**TASK:** Make an exact copy of the entries below.

(Stored items from a collection)
------------------------------------------------------------------------
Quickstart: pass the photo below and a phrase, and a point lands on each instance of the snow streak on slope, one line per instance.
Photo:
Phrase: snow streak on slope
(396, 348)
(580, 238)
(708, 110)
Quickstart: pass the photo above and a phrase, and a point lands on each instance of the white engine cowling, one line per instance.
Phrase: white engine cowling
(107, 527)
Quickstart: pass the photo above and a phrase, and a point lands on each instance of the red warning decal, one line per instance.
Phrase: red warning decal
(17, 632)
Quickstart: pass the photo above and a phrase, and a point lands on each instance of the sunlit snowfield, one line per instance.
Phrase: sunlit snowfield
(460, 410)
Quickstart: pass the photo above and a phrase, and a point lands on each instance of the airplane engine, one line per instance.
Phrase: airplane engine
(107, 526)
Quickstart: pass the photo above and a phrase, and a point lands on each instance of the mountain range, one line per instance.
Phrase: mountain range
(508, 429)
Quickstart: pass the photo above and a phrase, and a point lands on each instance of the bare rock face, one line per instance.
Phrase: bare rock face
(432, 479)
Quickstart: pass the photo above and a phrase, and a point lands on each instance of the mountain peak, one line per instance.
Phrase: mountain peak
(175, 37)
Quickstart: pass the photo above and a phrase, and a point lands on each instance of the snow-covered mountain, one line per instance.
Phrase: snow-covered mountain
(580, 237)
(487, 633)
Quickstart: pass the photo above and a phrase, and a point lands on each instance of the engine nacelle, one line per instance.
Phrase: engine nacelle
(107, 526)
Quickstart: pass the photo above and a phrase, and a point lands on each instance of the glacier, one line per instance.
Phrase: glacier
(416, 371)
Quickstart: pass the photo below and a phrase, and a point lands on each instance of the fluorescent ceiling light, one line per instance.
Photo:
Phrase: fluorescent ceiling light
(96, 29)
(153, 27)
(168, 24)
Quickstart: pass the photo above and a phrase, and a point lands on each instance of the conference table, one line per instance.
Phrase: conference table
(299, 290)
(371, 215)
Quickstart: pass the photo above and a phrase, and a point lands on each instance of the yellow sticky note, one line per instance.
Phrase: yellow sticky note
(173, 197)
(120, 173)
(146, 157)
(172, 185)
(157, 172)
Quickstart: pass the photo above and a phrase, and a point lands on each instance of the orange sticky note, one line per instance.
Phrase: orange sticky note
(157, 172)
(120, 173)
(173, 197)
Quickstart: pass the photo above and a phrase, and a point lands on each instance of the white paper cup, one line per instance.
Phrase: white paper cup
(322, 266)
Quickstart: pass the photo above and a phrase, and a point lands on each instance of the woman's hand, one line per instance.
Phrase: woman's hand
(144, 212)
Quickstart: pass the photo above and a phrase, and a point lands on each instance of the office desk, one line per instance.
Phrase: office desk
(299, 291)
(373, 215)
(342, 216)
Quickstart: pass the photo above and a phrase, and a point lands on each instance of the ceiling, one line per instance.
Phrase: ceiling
------------------------------------------------------------------------
**FINISHED EXERCISE:**
Quickstart: pass the photo below and a phrase, and a point lands on each instance of the snow streak on slope, one line per instance.
Photo:
Phrase: snow streak on slope
(396, 348)
(580, 238)
(708, 110)
Quickstart: pass the photo above and a phrase, and a point lands on each instance of the white engine cowling, one line per instance.
Phrase: white engine cowling
(107, 527)
Quickstart: pass the photo above and a phrase, and a point lands on each instance of the red warning decal, one line per instance.
Phrase: red warning decal
(17, 632)
Quickstart: pass the photo above and a phrase, and a point lands on each instance of the sunlit snowfield, one line per instance.
Phrase: sunlit snowfield
(460, 410)
Quickstart: pass the photo above and a phrase, and a point lands on each instance of the airplane engine, one line per instance.
Phrase: airplane engine
(107, 526)
Quickstart: pass the photo above and a phrase, and a point lands on each instance of the mountain range, one line per instance.
Phrase: mountain range
(508, 429)
Quickstart: pass the photo above and a phrase, and a point lands on each instance of the bare rock face, one line per instance.
Phrase: bare rock face
(432, 479)
Quickstart: pass the photo above and a phrase, and a point lands on each instance of the mountain peak, one line per instance.
Phrase: mountain peak
(175, 37)
Quickstart: pass the photo above and a phrase, and a point lands on each instance of the snow-covered mountain, one line per instance.
Phrase: snow-covered mountain
(580, 237)
(487, 633)
Quickstart: pass the photo above and a phrase, and a point lands on each instance of the engine nacelle, one line per instance.
Phrase: engine nacelle
(107, 526)
Quickstart: pass the photo above and a phrase, and a point lands on each instance of the glacier, one line per instance.
Phrase: glacier
(416, 371)
Quickstart: pass the photo below and a phrase, and a point lands on each instance of the fluorescent ceiling light, one line per instance.
Photo:
Phrase: fluorescent ceiling light
(96, 29)
(153, 27)
(168, 24)
Quickstart: pass the photo above and a phrase, and a point lands on each instance of the conference table, one line per instance.
Phrase: conference table
(299, 290)
(371, 215)
Quickstart: pass the photo above and a phrase, and a point lands on each instance of the yellow sticky note, one line per instance.
Phrase: yellow sticky note
(173, 197)
(120, 173)
(146, 157)
(172, 185)
(157, 172)
Quickstart: pass the photo above and a phrase, and a point lands on each instance of the orange sticky note, one line per instance.
Phrase: orange sticky note
(157, 172)
(120, 173)
(173, 197)
Quickstart: pass the photo above and a phrase, and a point lands on each instance of the white paper cup, one line per instance.
Phrase: white paper cup
(322, 266)
Quickstart: pass the photo above and a phrase, and a point lands on each instance of the woman's hand, one line per instance.
Phrase: woman's hand
(144, 212)
Quickstart: pass the photo above and a phrase, and a point lands on each instance of the office desk, one line per instance.
Phrase: office desk
(299, 291)
(373, 215)
(342, 216)
Quickstart: pass the photo above and a phrase, and a point lands on each instance of the ceiling, one line per instance.
Phrase: ceiling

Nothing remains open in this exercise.